GOAL OF THE EXERCISE:
Once you reach the line with "column 15, row 36", copy it and every line after it exactly, up to the end of the data. Omit the pictures.

RECORD SET:

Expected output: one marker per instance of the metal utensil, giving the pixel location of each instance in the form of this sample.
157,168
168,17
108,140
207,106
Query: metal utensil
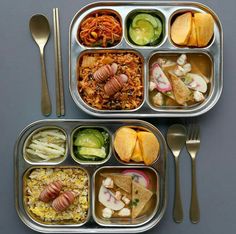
193,145
60,107
40,30
176,137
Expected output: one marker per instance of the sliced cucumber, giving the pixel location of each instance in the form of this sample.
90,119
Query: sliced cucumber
87,140
157,30
92,152
96,132
147,17
143,33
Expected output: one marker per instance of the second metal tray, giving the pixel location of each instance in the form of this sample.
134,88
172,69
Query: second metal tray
167,9
23,166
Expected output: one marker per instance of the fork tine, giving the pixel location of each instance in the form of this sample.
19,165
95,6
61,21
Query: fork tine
190,132
197,132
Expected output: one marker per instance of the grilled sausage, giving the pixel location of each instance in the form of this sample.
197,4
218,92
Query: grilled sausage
62,202
115,84
105,72
51,191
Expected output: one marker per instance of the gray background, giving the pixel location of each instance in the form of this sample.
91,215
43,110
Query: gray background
20,105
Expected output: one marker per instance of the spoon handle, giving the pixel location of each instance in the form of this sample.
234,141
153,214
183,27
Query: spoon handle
178,209
45,98
194,207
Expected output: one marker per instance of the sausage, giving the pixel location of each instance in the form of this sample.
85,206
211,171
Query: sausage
62,202
105,72
51,191
115,84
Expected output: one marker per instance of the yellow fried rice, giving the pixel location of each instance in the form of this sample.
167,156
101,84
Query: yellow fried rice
73,179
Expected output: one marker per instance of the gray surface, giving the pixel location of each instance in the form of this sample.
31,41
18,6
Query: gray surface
20,98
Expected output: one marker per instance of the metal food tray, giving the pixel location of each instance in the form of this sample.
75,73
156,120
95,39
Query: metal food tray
166,9
21,166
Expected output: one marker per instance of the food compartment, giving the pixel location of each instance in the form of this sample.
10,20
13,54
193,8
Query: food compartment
91,145
57,196
145,28
101,28
46,145
111,80
125,196
136,145
188,28
179,80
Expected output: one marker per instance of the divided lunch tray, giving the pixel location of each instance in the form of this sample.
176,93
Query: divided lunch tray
22,167
166,11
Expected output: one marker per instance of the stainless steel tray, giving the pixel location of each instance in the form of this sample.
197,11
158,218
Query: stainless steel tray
21,166
167,9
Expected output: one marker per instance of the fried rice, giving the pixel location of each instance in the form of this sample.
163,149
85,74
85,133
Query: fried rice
73,179
92,92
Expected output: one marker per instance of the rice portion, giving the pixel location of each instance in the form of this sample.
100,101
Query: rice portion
92,92
73,179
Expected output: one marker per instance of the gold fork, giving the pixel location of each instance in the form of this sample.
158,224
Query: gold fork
193,145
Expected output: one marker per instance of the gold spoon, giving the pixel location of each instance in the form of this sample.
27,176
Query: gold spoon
176,137
39,28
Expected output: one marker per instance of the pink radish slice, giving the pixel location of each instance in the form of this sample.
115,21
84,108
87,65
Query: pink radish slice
107,198
138,176
159,77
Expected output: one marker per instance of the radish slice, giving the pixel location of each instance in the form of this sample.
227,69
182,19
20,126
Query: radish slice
195,82
138,176
159,77
107,198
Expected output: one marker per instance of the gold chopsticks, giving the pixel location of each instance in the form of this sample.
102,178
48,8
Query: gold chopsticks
60,106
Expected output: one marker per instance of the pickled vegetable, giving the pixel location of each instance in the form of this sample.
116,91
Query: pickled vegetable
145,29
91,144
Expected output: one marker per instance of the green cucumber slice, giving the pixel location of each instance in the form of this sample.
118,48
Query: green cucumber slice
92,152
146,17
87,140
96,132
143,33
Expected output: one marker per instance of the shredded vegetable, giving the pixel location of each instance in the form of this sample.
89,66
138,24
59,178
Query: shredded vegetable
100,30
47,145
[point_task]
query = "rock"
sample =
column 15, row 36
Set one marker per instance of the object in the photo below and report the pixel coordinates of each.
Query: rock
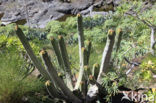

ANSWER:
column 15, row 36
Set one marker per instance of the object in the photo below and report the pixel coordinates of each.
Query: rock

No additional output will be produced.